* Start PROVIDED DATA *
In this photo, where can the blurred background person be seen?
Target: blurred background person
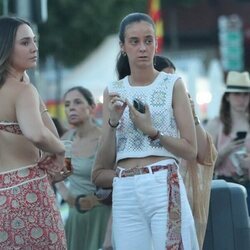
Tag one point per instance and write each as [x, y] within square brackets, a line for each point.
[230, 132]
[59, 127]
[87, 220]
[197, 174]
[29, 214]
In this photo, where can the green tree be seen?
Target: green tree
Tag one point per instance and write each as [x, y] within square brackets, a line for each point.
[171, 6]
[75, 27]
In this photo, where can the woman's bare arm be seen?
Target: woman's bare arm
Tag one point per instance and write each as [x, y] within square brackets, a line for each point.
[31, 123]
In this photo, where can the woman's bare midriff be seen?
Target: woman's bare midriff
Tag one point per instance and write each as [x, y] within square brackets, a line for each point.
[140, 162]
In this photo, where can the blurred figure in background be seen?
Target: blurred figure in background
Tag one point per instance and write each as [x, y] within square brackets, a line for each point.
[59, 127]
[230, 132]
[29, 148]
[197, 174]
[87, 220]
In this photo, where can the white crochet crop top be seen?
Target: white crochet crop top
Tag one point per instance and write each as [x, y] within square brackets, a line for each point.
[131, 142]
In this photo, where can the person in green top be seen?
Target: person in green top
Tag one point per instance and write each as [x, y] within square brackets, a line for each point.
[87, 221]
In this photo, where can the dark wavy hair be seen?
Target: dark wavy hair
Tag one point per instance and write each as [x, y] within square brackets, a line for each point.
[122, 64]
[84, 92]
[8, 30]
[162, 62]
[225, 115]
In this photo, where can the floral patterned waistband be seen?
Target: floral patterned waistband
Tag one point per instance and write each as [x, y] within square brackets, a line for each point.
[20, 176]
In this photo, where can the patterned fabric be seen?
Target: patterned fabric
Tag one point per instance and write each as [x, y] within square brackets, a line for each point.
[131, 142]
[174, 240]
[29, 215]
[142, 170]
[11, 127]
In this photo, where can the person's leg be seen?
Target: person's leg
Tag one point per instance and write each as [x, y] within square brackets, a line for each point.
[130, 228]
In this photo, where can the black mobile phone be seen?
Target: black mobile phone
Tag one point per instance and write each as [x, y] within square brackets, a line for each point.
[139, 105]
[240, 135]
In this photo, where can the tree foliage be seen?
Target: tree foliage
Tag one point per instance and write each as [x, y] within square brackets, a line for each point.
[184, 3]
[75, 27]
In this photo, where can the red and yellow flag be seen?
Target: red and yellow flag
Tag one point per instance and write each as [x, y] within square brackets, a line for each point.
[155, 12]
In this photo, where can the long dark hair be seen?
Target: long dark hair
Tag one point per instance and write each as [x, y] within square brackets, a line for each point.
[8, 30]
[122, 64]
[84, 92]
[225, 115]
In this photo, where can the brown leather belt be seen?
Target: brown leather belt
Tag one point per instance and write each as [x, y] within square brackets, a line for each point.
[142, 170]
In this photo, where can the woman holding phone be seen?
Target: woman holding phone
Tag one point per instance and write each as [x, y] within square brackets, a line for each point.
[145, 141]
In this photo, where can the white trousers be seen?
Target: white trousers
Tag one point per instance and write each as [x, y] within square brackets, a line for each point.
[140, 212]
* End PROVIDED DATA *
* Start PROVIDED DATA *
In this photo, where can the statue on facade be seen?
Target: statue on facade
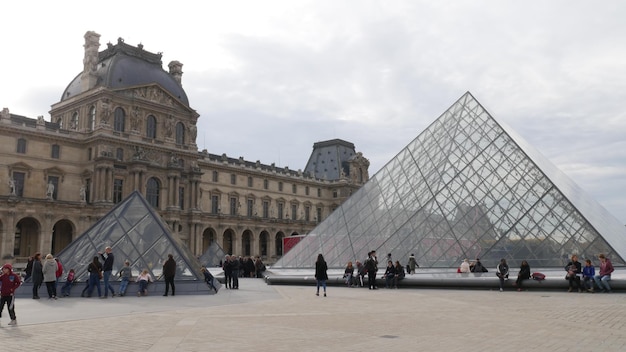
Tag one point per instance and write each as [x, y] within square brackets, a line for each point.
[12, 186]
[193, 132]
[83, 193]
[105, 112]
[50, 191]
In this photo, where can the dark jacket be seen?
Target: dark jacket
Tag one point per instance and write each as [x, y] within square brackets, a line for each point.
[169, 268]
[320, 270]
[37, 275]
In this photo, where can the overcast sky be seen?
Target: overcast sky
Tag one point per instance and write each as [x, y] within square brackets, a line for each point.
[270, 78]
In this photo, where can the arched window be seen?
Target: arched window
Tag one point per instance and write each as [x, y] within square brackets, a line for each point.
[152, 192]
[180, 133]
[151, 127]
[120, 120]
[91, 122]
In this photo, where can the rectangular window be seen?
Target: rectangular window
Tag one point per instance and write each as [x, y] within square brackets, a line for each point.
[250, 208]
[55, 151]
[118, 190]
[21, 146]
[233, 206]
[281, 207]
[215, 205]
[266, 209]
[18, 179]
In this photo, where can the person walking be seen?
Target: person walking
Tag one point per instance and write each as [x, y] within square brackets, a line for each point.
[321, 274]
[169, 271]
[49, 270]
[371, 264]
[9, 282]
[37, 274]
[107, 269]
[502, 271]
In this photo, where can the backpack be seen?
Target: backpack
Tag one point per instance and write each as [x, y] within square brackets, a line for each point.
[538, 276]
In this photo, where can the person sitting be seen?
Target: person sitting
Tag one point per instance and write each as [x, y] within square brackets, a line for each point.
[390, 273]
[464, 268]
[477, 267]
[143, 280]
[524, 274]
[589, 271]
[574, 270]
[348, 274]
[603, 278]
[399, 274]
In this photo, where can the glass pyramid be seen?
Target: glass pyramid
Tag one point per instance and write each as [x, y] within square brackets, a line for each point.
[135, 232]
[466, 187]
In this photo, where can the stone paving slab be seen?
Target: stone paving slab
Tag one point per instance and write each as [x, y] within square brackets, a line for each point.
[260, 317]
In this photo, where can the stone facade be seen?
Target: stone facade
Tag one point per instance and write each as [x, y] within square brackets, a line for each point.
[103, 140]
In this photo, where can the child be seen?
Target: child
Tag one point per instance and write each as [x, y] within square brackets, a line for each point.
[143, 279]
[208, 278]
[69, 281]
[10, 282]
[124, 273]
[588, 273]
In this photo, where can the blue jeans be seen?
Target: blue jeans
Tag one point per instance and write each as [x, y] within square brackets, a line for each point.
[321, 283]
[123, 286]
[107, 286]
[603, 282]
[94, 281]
* End PROVIDED DATA *
TASK PROMPT:
Show every line of the listing above that contains the word "figure", copying each such line in full.

EXPECTED OUTPUT:
In this photo, where can the blurred figure in background be seen?
Target: blurred figure in background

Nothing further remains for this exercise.